WHAT THE EXERCISE ASKS:
Continue the blog post about Matt Damon's GQ comments on Tony Gilroy and the Bourne screenplays from the point where it stops.

═══ SELECTED TEXT ═══

Wednesday, December 14, 2011

What's "Fuck you Money?" Matt Damon's GQ profile suggests Tony Gilroy knows

A GQ profile of Matt Damon had some interesting details about the writing of the Bourne movies.  I don't get to focus on the business of screenwriting - at least as it pertains to this kind of work - so I decided to reprint a few paragraphs here.

Writer Tony Gilroy basically wrote the first movie under duress, and he was never happy with the experience for various reasons.  When asked back for the sequels, he made sure the studio made it worth his while.  I'm curious how some of you assess the ethics of what he did, though.

Later, though, Damon will wonder if maybe he has become a little too relaxed. Because suddenly, as we sit on a bench in the afternoon sunshine, he takes a major swing at Gilroy. Damon says that back in 2001, when the first Bourne movie, The Bourne Identity, was still in postproduction, Gilroy saw a rough cut and got worried. "The word on Bourne was that it was supposed to be a turkey," Damon says. "It's very rare that a movie comes out a year late, has four rounds of reshoots, and it's good. So Tony Gilroy arbitrated against himself to not be the writer with sole credit." 

Typically screenwriters use the Writers Guild's arbitration process when they feel they've been denied credit unfairly. This time, Gilroy wanted to share the credit (and the blame), Damon says, "to have another guy take the bullet with him." And so someone named William Blake Herron is now cashing residual checks on Bourne, just like Gilroy is. (Actually Damon may have gotten his chronology wrong—one source says Herron initiated the credit dispute, but that Gilroy didn't oppose sharing credit.) 

Gilroy wrote Bourne 2 as well: The Bourne Supremacy. Then, Damon says, for The Bourne Ultimatum, the third in the franchise, Gilroy struck a deal to write just one draft of the script, take no notes, do no rewrites, and get paid "an exorbitant amount of money." "It's really the studio's fault for putting themselves in that position," Damon says. "I don't blame Tony for taking a boatload of money and handing in what he handed in. It's just that it was unreadable. This is a career-ender. I mean, I could put this thing up on eBay and it would be game over for that dude. It's terrible. It's really embarrassing. He was having a go, basically, and he took his money and left."

═══ GIVEN RECORDS ═══

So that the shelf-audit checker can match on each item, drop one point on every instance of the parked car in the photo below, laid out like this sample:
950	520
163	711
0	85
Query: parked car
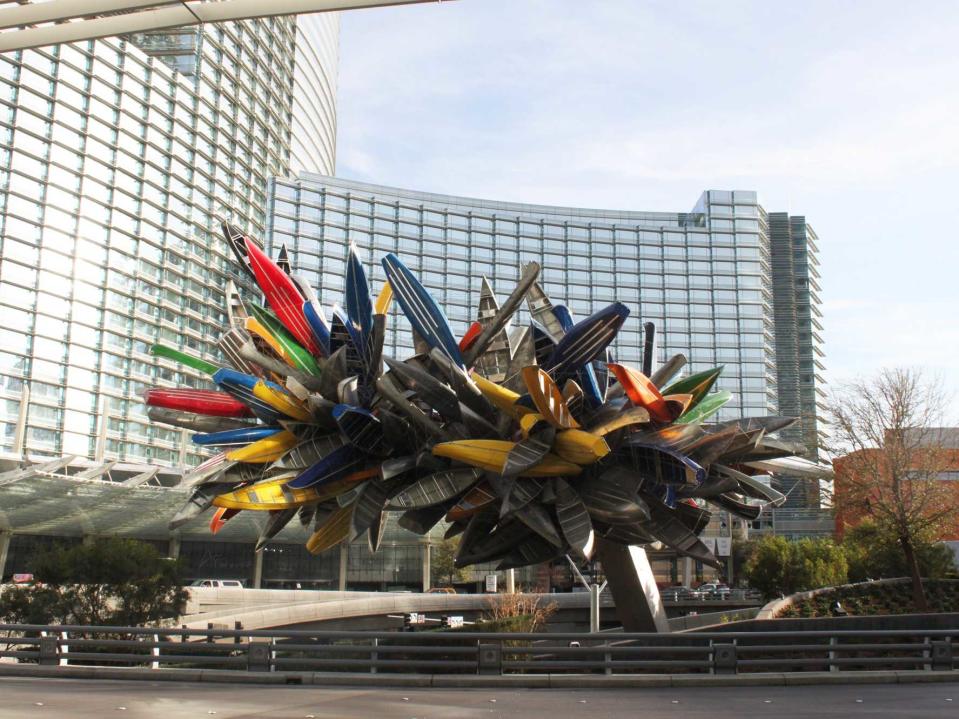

═══

RESULT OF THE EXERCISE:
Gilroy's lackluster work left the production in chaos, Damon says. "We had a start date. Like, 'It's coming out August of next year.' We're like, 'Hang on, we've got to figure out what the script is.' " In the end, the shooting script was written under extreme deadline pressure by George Nolfi and Scott Z. Burns, with input from Greengrass, Damon says. And then Gilroy raised another challenge. "Before the movie came out, he arbitrated to get sole credit," Damon says, disgusted. The WGA looked into it and turned Gilroy down. (He shares credit with Nolfi and Burns.) "That was just a little bit of justice, I have to say," Damon says.  

The rest of the profile can be found here.

9 comments:

  1. Mr. Gilroy is writing and directing BOURNE 4, so the studio forgave him, even if Mr. Damon didn't. Listen to Gilroy's DVD commentary on MICHAEL CLAYTON and you'll why he wasn't happy surrendering his scripts to someone else's vision. He has very specific ideas about the entire look and sound of the film, not just "the writer's job." I can sympathize.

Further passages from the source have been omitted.